SOURCE EXCERPT:
Read Time: 5 Minutes | Read Online

What’s the inverse of craftsmanship?

Telling people before you make. Flexing, calling your shot, and never backing it up with execution. We’ve become a generation of announcers.

We’ve all have seen hustle-bro type posts bragging about their revenue, their milestone, their morning routine, only to realize that isn’t real. Creators crave validation before completion, but validation that’s manufactured will never compare to the kind that’s earned.

There’s something compelling about having quiet authority, grounded in experience. It’s not peacocking, it’s humble in it’s approach.

Most people are broadcasting before they’re building. But every career breakthrough I’ve had started with making something that worked, and then telling people about it.

These five words - make something then tell people - provide a framework worth unpacking so that we can use it to get the leverage we seek with our creative work.

(Dataset entries about object locations)
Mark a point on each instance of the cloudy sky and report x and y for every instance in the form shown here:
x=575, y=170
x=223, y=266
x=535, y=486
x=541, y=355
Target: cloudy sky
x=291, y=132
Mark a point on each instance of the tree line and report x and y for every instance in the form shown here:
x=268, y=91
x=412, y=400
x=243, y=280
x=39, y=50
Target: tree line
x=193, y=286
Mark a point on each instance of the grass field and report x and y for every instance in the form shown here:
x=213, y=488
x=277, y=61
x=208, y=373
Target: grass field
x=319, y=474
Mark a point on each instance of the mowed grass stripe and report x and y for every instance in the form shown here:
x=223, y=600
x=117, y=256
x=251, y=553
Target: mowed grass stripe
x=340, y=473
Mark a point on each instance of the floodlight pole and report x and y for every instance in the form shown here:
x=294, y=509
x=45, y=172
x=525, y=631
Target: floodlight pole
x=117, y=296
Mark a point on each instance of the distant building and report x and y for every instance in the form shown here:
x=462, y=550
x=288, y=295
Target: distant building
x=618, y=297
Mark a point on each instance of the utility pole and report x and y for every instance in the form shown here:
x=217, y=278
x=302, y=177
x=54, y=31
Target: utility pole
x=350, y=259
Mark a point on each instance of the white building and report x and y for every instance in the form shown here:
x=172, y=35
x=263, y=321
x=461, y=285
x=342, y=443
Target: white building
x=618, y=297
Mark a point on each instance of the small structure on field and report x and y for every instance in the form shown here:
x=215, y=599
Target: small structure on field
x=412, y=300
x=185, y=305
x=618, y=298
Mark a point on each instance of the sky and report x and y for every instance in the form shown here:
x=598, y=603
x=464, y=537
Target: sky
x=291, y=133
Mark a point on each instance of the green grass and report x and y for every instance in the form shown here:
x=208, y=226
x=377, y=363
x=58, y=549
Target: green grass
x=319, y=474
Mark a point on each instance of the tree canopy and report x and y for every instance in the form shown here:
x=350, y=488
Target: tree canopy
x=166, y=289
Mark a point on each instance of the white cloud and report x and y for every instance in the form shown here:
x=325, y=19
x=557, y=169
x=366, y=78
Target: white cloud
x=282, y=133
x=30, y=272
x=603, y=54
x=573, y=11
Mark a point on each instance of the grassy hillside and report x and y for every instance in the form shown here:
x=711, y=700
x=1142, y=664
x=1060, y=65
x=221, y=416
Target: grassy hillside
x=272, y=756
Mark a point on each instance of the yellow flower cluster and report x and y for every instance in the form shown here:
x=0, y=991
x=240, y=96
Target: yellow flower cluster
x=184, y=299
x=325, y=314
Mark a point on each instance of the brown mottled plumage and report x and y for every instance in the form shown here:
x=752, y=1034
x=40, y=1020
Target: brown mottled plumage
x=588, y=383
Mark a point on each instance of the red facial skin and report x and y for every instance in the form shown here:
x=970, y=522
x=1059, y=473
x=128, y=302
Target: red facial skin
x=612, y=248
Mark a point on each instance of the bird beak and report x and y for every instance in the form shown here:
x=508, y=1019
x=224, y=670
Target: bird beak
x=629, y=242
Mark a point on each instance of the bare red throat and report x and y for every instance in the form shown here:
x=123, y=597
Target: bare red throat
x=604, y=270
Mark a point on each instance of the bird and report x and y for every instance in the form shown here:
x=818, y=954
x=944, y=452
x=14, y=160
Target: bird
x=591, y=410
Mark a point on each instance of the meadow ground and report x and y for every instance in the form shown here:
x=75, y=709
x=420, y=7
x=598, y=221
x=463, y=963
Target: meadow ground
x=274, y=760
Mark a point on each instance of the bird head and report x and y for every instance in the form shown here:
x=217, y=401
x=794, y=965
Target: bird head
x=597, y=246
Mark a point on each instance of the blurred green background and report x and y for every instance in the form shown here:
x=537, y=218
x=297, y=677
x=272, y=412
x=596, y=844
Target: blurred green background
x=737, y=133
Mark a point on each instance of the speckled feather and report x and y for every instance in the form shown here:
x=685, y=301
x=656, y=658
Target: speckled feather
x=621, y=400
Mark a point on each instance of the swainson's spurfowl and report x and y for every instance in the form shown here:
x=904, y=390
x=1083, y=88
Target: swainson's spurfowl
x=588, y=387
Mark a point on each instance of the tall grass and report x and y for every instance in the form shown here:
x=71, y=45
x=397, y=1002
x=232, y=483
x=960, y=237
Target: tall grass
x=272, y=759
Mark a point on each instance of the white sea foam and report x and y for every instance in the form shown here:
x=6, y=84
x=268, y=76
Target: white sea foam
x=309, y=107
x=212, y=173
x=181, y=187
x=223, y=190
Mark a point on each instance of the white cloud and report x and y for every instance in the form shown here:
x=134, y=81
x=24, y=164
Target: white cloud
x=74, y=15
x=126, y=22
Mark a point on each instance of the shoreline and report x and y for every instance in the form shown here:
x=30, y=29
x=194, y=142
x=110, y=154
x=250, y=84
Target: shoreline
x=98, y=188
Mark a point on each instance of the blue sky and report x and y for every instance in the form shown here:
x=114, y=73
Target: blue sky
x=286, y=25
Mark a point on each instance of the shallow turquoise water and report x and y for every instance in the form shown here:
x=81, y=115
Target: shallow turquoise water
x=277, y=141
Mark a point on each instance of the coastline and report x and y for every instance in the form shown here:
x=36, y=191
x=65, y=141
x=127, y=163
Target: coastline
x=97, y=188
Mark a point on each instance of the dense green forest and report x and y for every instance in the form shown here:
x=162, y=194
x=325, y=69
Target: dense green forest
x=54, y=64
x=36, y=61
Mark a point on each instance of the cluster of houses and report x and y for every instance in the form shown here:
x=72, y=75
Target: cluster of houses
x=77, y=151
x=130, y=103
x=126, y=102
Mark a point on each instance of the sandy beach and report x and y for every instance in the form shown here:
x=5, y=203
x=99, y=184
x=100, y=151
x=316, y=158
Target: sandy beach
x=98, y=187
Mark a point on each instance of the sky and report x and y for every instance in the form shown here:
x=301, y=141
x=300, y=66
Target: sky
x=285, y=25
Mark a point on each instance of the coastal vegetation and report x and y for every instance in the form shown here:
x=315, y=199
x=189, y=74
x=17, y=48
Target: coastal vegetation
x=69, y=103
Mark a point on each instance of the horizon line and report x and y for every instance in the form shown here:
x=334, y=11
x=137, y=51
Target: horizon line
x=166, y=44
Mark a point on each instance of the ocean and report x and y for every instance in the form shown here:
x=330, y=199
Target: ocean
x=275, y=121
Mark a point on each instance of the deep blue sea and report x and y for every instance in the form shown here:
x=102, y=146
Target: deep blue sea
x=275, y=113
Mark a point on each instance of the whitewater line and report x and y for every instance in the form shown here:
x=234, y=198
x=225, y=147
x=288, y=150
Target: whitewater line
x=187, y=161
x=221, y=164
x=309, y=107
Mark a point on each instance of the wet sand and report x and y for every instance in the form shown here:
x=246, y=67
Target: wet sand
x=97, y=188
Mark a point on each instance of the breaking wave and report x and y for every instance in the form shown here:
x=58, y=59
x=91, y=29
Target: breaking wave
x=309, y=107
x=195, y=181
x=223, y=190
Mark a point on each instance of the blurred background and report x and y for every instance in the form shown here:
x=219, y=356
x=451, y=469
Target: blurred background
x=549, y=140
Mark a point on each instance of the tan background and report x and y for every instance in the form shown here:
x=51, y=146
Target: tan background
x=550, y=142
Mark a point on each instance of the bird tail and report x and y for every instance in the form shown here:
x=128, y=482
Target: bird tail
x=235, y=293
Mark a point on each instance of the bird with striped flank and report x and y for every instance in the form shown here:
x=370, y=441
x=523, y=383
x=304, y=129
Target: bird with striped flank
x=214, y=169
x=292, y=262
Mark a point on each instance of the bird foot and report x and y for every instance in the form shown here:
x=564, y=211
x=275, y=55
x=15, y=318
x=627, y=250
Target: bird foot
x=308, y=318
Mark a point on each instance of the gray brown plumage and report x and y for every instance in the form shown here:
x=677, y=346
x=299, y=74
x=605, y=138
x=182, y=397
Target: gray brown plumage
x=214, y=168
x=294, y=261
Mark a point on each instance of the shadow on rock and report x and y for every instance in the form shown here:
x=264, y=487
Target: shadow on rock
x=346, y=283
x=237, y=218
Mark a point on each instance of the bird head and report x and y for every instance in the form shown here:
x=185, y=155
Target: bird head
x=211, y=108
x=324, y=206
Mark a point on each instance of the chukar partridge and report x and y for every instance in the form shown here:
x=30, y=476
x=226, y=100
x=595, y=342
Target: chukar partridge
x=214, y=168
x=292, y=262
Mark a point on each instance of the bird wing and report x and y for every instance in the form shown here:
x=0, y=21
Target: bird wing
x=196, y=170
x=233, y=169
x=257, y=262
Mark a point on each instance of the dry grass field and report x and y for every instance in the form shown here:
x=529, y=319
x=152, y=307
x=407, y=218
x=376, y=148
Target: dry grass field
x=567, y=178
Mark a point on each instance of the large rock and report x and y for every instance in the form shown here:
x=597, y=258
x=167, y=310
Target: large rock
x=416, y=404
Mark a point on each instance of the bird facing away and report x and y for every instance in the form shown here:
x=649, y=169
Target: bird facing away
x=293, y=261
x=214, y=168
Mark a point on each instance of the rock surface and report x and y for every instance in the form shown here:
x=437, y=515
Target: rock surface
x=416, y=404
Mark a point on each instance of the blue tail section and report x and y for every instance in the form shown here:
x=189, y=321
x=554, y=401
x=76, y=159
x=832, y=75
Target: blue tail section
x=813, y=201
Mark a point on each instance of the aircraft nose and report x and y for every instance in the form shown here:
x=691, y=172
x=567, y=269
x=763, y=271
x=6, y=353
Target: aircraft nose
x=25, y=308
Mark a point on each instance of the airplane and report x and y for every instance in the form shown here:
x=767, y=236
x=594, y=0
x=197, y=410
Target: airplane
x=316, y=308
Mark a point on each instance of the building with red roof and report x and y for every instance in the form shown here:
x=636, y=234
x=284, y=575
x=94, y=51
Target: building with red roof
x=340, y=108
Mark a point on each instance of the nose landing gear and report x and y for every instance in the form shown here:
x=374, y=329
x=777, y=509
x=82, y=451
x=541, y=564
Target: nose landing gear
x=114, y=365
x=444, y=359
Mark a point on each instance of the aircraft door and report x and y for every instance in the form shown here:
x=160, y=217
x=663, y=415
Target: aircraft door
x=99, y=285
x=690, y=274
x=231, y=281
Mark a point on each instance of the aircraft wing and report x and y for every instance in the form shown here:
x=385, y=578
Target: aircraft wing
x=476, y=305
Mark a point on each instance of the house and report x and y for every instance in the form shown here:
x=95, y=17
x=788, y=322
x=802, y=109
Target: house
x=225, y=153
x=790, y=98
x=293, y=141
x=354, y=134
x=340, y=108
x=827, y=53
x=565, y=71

PARTS OF THE EXERCISE:
1) Transcribe the part of the craftsmanship essay that opens with the words containing "These five words" and closes with "our creative work.".
2) Write the next part of the craftsmanship essay, picking up after its last sentence.
These entries have no connection to the craftsmanship essay.

RESPONSES TO THE TASKS:
1)
These five words - make something then tell people - provide a framework worth unpacking so that we can use it to get the leverage we seek with our creative work.

2)
MAKE

To build something real. The antidote to performative creation that mistakes attention for traction. Using our God-given talents to assemble, craft, shape, forge, carve, or combine. Bringing something into existence that wasn’t there before.

People crave real things. The race to the bottom of digital “creation” has already been won - AI isn’t really creating anything, just rapidly combining scraped content and spitting out the artifacts.

A film, while often digital, is still something tangible. It has a cost. Hundreds or even thousands of humans contributed their craft to the creation of it. Making is proof of conviction.

You experience it over time, trading those hours of attention for anything else you could be doing. It has weight, and the power to change you, if you let it.

A song. A painting. A book or an essay. Some things you can hold, some you hear, some you feel. However you engage with it, you are now a different person for having done so.

Ideas crave attention, but rarely deserve it from an audience of consumers. It’s too early. Only finished things can command the price.

While the idea often comes first, without execution, the worth evaporates into the ether. Implementation precedes expansion. You have to make it for it to matter. Making is proof to the universe that we’re serious.

There’s a noticeable gap between those who announce, and those who ship. Be the latter. Awareness built on ideas collapses. Visibility built on proof compounds.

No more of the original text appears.